[EXERCISE REQUIREMENTS]:
a - Using the forum post on keeping a startup idea secret, explain in one to three sentences why the writer spent over an hour describing the idea to a Network Solutions representative.
b - Say whether each statement agrees with the forum post on keeping a startup idea secret. Answer yes or no, and quote the words from the post that decide it.
(i) The writer gave one of the programmers the entire blueprint of the site.
(ii) The writer froze the startup because of a lack of funds.
(iii) The writer explained the idea to about four or five programmers.
c - Write what comes next in the forum post on keeping a startup idea secret, starting after its final question.

[DOCUMENT TEXT]:
Keep startup idea a secret? - gregw100

So I've been working on my startup for the better part of the year. I recently decided to freeze it due to a lack of funds. Through the process of building it, I've hired programmers and explained my idea to probably 4 or 5 of them so that they have a better idea of what to do on the site. I'm no longer hiring them and I'm worried that because I've explained the premise of the site to them, they might take my idea and build it themselves, though I haven't given any single one of them the entire blueprint.<p>Today I decided to change servers to Network Solutions. They are offering a month of free site support and to even build my site for free. I spoke with a representative for over an hour today explaining my idea to him in order to get a month free of programming help. It seems like such a good opportunity that only a fool would pass it up. However, now I'm wondering if I should've explained my idea to him, even if he is with a professional outfit.<p>What are your experiences with disclosing your startup ideas and how open are you to people? Is it a mistake to involve anybody outside of my immediate circle in on the project?

[DATA SECTION]:
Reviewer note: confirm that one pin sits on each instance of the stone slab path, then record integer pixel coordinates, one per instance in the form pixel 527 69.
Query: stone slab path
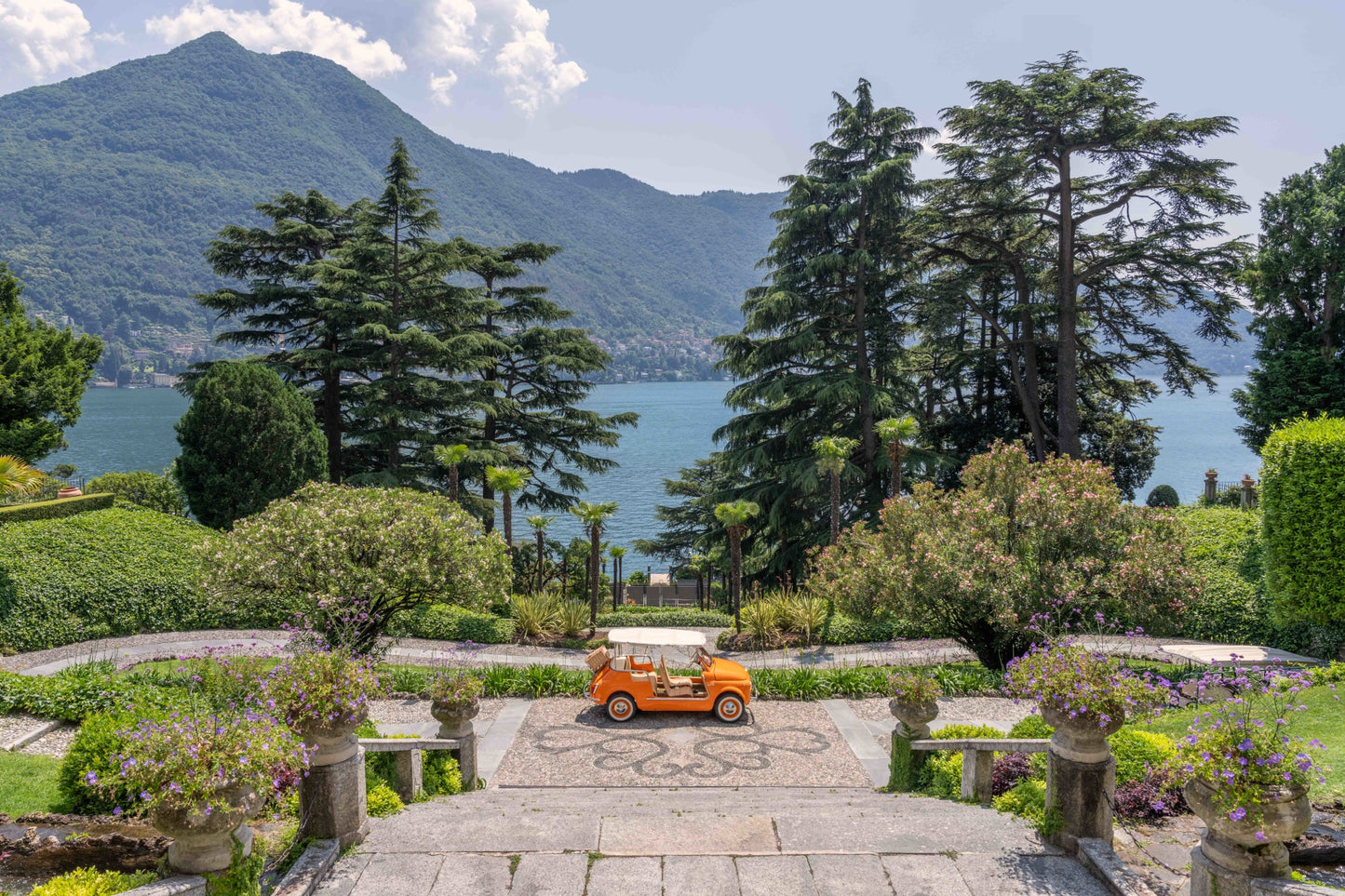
pixel 703 842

[RESPONSES FOR EACH TASK]:
a - The writer described the idea to get a month of free programming help. Network Solutions was offering a month of free site support and was even willing to build the site for free.

b -
(i) No: "though I haven't given any single one of them the entire blueprint."
(ii) Yes: "I recently decided to freeze it due to a lack of funds."
(iii) Yes: "explained my idea to probably 4 or 5 of them"

c -
======
tadfisher
Ideas are like assholes. What counts is getting a working product to market.

That said, if you are committed to your idea, do what you have to in order to
get it off the ground, but don't give away the keys to someone you don't
trust. If it were up to me, I would not trust Network Solutions to build my
product.

You can build trust by giving those involved a stake in the idea. Make your
gains into their gains, and your losses into their losses. The relationship
between you and your team should be less "boss/employee" and more "founder/co-
founder".

You can't do this with NS. What incentive do they have to build the best
product you can build? What stake, beyond your tiny slice of their revenue, do
they have? What guarantees do you have that NS will not hold your product
hostage in return for lackluster support? These are the questions you should
be asking.

I'm curious; are you a developer? I see this type of situation all the time in
my field of work, and it's usually large companies taking advantage of
entrepreneurs who aren't tech-savvy.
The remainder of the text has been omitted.